**Task description:** According to the article about the watchdog report on Greensill Capital, how much money was Greensill authorized to provide to a single company?

**Selected passage:**
= = = = = = =
A failure to carry out checks before scandal-hit Greensill Capital joined a government backed loan scheme – putting £335m of taxpayers’ cash at risk – has been criticised by a watchdog.

Fast-tracked accreditation, at the start of the Covid pandemic last year, failed to “identify the risks” laid bare when the lender collapsed in May this year, the National Audit Office (NAO) says.

The decision has become hugely controversial, with the Treasury accused of giving the doomed firm special favours because of fierce lobbying by David Cameron, who was employed by it.

Meanwhile, Greensill is being investigated after six of seven loans made under the large business coronavirus scheme went to the business empire of metals magnate Sanjeev Gupta.

It was only authorised to provide £50m to a single company, sparking fears at the state-owned British Business Bank, which approved Greensill, that rules had been broken. The firm denies any wrongdoing.

In its report, the NAO says it is to the Bank’s credit that it “quickly picked up the loans allegedly in breach of the scheme rules”, in October last year.

But Gareth Davies, the head of the watchdog, said: “Had it applied a different accreditation process it is possible that this situation could have been avoided.”

And Meg Hillier, chair of the Commons Public Accounts Committee, which shadows the NAO, said: “It is clear that some of this mess could have been avoided with more thorough due diligence on Greensill upfront.

“As with many of the decisions made during the pandemic, there are important lessons for the government about the trade-off between speed and accuracy in its emergency response.”

By October 2020, Greensill had loaned £418.5m, which – with the government guaranteeing 80 per cent of the value – means it “could lose almost £335m”, the NAO notes.

Its report, Investigation into the British Business Bank’s accreditation of Greensill Capital, states that the Bank “performed less due diligence compared with the standard accreditation process” – and “accepted at face value the accuracy of key information provided by Greensill”.

It told the NAO that the purpose “was not to conduct a detailed assessment of Greensill’s financial position”.

The report also states that due diligence amounted to only whether “lenders could reliably deliver money” – while UK Export Finance rejected an application for a guaranteed loan from Greensill having applied tougher criteria.

It adds that loan default rates, exposure to specific borrowers, business model and ethical standards should have been scrutinised – all of which “were the subject of press reports prior to accreditation”.

But Catherine Lewis La Torre, the Bank’s chief executive, said tougher checks when the crisis struck would have meant “fewer businesses would have received the critical finance they needed”.

The NAO stressed it had not investigated the Greensill lobbying scandal, which is the subject of an inquiry by lawyer Nigel Boardman, appointed by Boris Johnson.
= = = = = = =
**Extracted data:**

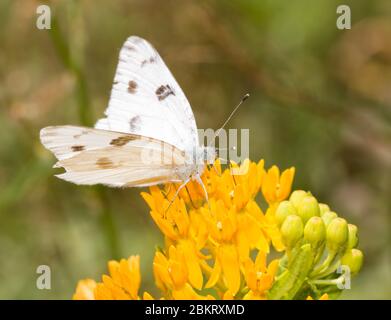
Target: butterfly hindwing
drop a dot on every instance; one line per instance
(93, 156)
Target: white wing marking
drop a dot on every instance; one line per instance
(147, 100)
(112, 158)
= = = = = = =
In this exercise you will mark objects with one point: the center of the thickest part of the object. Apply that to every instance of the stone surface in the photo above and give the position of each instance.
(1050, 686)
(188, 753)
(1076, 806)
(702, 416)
= = = = = = =
**Exercise solution:** £50m